◆ **Exercise objective**
Retype the records that come next, word for word.

◆ **The data**
"""

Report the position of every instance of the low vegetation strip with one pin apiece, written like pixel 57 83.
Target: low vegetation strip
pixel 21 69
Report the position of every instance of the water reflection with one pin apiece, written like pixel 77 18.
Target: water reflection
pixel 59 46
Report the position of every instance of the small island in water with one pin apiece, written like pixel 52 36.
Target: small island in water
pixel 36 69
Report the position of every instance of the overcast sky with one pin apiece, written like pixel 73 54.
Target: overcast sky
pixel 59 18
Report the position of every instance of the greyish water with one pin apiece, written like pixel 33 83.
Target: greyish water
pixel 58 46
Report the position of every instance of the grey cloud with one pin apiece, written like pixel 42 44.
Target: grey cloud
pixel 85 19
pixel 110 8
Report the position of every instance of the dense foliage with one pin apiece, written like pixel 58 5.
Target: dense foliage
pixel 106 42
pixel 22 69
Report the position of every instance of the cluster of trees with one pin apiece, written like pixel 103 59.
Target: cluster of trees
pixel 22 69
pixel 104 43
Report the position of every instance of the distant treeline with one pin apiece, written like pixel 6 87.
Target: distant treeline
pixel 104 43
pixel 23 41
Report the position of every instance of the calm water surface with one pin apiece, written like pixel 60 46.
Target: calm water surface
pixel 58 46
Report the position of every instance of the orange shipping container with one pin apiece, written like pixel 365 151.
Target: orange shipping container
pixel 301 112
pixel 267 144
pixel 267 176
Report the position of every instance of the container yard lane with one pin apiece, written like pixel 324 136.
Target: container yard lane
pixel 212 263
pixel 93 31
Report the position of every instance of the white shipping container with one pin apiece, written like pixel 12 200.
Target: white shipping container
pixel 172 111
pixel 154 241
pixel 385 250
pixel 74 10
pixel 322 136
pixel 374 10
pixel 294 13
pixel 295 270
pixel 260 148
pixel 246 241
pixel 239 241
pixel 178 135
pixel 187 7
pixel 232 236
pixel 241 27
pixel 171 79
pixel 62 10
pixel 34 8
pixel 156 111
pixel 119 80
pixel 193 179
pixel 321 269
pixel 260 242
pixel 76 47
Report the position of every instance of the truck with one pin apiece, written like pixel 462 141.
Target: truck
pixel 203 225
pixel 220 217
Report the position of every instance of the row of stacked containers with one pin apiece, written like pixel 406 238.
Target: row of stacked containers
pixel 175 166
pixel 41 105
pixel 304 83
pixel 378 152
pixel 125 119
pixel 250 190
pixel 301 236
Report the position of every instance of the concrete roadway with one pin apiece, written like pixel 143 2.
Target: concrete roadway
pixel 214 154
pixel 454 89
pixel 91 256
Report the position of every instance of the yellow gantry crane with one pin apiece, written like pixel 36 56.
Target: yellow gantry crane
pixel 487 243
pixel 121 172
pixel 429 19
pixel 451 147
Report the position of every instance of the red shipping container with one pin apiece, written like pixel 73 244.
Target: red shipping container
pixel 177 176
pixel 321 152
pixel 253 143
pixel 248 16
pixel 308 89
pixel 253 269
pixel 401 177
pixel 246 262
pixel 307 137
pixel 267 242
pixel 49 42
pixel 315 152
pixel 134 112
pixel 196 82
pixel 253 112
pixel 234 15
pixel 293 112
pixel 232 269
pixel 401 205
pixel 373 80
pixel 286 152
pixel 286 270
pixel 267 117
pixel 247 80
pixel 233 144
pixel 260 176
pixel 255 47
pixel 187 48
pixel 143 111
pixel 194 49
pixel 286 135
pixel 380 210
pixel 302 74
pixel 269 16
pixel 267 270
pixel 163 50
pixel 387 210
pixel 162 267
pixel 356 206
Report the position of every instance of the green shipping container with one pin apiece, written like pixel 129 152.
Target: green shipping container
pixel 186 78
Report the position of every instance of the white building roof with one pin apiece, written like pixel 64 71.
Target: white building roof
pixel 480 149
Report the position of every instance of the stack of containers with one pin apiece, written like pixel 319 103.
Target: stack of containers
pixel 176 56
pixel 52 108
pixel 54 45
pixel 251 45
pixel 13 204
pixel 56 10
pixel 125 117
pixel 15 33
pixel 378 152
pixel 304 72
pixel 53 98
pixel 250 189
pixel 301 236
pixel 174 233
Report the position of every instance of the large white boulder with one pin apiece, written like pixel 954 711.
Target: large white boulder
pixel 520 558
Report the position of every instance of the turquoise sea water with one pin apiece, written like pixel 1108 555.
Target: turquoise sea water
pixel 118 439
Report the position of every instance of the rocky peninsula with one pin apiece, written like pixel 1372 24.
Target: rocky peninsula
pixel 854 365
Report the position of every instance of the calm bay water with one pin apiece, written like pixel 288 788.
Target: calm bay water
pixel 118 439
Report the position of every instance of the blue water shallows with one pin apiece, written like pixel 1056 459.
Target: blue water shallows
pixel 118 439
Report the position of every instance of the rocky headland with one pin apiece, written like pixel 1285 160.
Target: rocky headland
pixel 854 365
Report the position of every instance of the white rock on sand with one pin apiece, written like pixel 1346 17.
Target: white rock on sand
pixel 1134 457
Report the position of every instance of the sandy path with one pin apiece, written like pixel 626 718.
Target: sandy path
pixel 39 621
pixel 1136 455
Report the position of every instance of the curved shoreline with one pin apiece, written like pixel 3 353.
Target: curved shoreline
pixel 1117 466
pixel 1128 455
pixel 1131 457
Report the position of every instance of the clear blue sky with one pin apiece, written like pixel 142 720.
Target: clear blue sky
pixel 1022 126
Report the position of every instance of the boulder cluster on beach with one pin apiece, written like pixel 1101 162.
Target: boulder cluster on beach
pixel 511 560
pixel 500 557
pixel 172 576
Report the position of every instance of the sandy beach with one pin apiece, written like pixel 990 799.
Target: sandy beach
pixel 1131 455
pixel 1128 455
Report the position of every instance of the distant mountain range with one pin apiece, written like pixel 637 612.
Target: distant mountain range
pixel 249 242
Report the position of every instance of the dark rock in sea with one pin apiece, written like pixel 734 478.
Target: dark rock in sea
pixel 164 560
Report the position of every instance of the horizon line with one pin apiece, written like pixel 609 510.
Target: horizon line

"""

◆ **Output**
Report the position of every instance of the low vegetation strip with one pin apiece, written like pixel 57 83.
Target: low vegetation strip
pixel 21 69
Report the position of every instance of the water reflection with one pin apiece, written like pixel 77 18.
Target: water reflection
pixel 59 46
Report the position of every instance of the small island in water with one pin apiece, written like pixel 52 36.
Target: small island in water
pixel 36 69
Report the position of every instance of the overcast sky with one pin apiece, written like pixel 73 54.
Target: overcast sky
pixel 59 18
Report the position of every instance of the greyish water with one pin apiece, written like pixel 33 83.
Target: greyish water
pixel 58 46
Report the position of every instance of the grey cloud with one pin apiece, written like pixel 42 44.
Target: grey cloud
pixel 85 19
pixel 110 8
Report the position of every instance of the dense foliage with one pin apiece, written like pixel 58 5.
Target: dense foliage
pixel 106 42
pixel 22 69
Report the position of every instance of the cluster of trees with one pin apiece, written like pixel 103 59.
Target: cluster of trees
pixel 22 69
pixel 104 43
Report the position of every instance of the distant treeline with one pin apiece, written like pixel 6 87.
Target: distant treeline
pixel 104 43
pixel 23 41
Report the position of every instance of the calm water surface with one pin apiece, written like pixel 60 46.
Target: calm water surface
pixel 58 46
Report the position of every instance of the orange shipping container with one pin apiece, written like pixel 365 151.
Target: orange shipping container
pixel 301 112
pixel 267 144
pixel 267 176
Report the position of every instance of the container yard lane with one pin apiece, written like pixel 324 136.
Target: container yard lane
pixel 212 263
pixel 93 31
Report the position of every instance of the white shipping container with one pin apiece, written like pixel 12 200.
Target: white shipping container
pixel 172 111
pixel 154 241
pixel 385 250
pixel 74 10
pixel 322 136
pixel 374 10
pixel 294 13
pixel 295 270
pixel 260 148
pixel 246 241
pixel 239 241
pixel 178 135
pixel 187 7
pixel 232 236
pixel 241 27
pixel 171 79
pixel 62 10
pixel 34 8
pixel 156 111
pixel 119 80
pixel 193 179
pixel 321 269
pixel 260 242
pixel 76 47
Report the position of every instance of the truck with one pin apiece, written like pixel 462 141.
Target: truck
pixel 203 225
pixel 220 217
Report the position of every instance of the row of stacked containers with one pin apiece, written like pixel 406 238.
Target: row of stacked containers
pixel 175 166
pixel 41 105
pixel 304 83
pixel 378 152
pixel 125 119
pixel 250 190
pixel 301 236
Report the position of every instance of the concrete roadway with one pin apiece, written like pixel 143 2.
Target: concrete roadway
pixel 214 154
pixel 454 89
pixel 91 256
Report the position of every instance of the yellow gantry crane with one pin apiece, written like pixel 36 56.
Target: yellow gantry crane
pixel 487 243
pixel 121 172
pixel 429 19
pixel 451 147
Report the position of every instance of the red shipping container with one pin apiece, written like pixel 73 244.
Target: red shipping container
pixel 177 176
pixel 321 152
pixel 253 143
pixel 248 16
pixel 308 89
pixel 253 269
pixel 401 177
pixel 246 262
pixel 307 137
pixel 267 242
pixel 49 42
pixel 315 152
pixel 134 112
pixel 196 82
pixel 253 112
pixel 234 15
pixel 293 112
pixel 232 269
pixel 401 205
pixel 373 80
pixel 286 152
pixel 286 270
pixel 267 117
pixel 247 80
pixel 233 144
pixel 260 176
pixel 255 47
pixel 187 48
pixel 143 111
pixel 194 49
pixel 286 135
pixel 380 210
pixel 302 74
pixel 269 16
pixel 267 270
pixel 163 50
pixel 387 210
pixel 162 267
pixel 356 206
Report the position of every instance of the green shipping container with one pin apiece, written like pixel 129 152.
Target: green shipping container
pixel 186 78
Report the position of every instance of the white building roof with one pin apiece, written like pixel 64 71.
Target: white building roof
pixel 480 149
Report the position of every instance of the stack of containers with one pin apiece, written like pixel 319 103.
Target: stack of containers
pixel 176 56
pixel 52 108
pixel 54 45
pixel 251 45
pixel 13 204
pixel 56 10
pixel 125 117
pixel 15 33
pixel 378 152
pixel 304 72
pixel 53 98
pixel 250 189
pixel 301 236
pixel 174 233
Report the position of every instance of the large white boulder with one pin apiece, written like pixel 954 711.
Target: large white boulder
pixel 520 558
Report the position of every instance of the turquoise sea water with one pin apiece, written like pixel 1108 555.
Target: turquoise sea water
pixel 118 439
Report the position of every instance of the rocky peninsula with one pin apiece, written like pixel 1372 24.
Target: rocky peninsula
pixel 854 365
Report the position of every instance of the calm bay water with one pin apiece, written like pixel 288 788.
Target: calm bay water
pixel 118 439
Report the position of every instance of the blue water shallows with one pin apiece, written like pixel 1056 459.
Target: blue water shallows
pixel 118 439
Report the position of every instance of the rocky headland with one pin apiece, written like pixel 1285 160.
Target: rocky headland
pixel 854 365
Report the position of every instance of the white rock on sand with one pin apiece, written like pixel 1346 17.
Target: white rock on sand
pixel 1134 457
Report the position of every instance of the sandy path with one pin apiece, written like pixel 626 718.
Target: sandy path
pixel 39 621
pixel 1136 455
Report the position of every instance of the curved shoreline with one pin apiece, written like pixel 3 353.
Target: curved shoreline
pixel 1117 466
pixel 1128 455
pixel 1131 457
Report the position of every instance of the clear blue sky with one pin apiece, written like pixel 142 720.
Target: clear blue sky
pixel 1022 126
Report the position of every instance of the boulder cluster on beach with one pin apiece, written like pixel 1101 162.
Target: boulder cluster on beach
pixel 511 560
pixel 500 557
pixel 172 576
Report the position of every instance of the sandy beach with one pin apiece, written like pixel 990 799.
Target: sandy beach
pixel 1131 455
pixel 1128 455
Report the position of every instance of the distant mountain range with one pin apiece, written like pixel 637 612.
Target: distant mountain range
pixel 249 242
Report the position of every instance of the dark rock in sea with one pin apiece, written like pixel 734 478.
Target: dark rock in sea
pixel 164 560
Report the position of every instance of the horizon line with one pin apiece, written like pixel 609 510.
Target: horizon line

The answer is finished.